Your objective
Retype, word for word, each line between the lines holding "# point at: the patio" and "# point at: the covered", inclusive, and leave the rest of the data alone.
(Exercise input begins)
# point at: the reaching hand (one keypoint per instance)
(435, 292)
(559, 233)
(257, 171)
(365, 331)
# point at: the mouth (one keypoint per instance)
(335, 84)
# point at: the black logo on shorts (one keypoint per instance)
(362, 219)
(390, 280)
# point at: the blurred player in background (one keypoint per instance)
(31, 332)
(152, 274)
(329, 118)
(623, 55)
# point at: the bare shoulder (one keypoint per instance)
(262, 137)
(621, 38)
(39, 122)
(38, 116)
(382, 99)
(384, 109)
(Exercise input ends)
(Exercise input begins)
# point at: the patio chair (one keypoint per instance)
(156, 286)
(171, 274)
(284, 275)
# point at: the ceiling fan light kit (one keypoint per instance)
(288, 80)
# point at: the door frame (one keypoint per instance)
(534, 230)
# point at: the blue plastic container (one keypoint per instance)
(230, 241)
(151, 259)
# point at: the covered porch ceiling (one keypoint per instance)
(Exercise input ends)
Output
# point at: the patio chair (one keypoint per instance)
(156, 286)
(171, 274)
(284, 275)
# point at: the ceiling fan light kit (one keypoint per instance)
(288, 80)
# point at: the door frame (one keypoint per instance)
(534, 230)
# point at: the blue plastic container (one keypoint per instance)
(230, 241)
(151, 259)
# point at: the covered porch ceiling (one keypoint per instance)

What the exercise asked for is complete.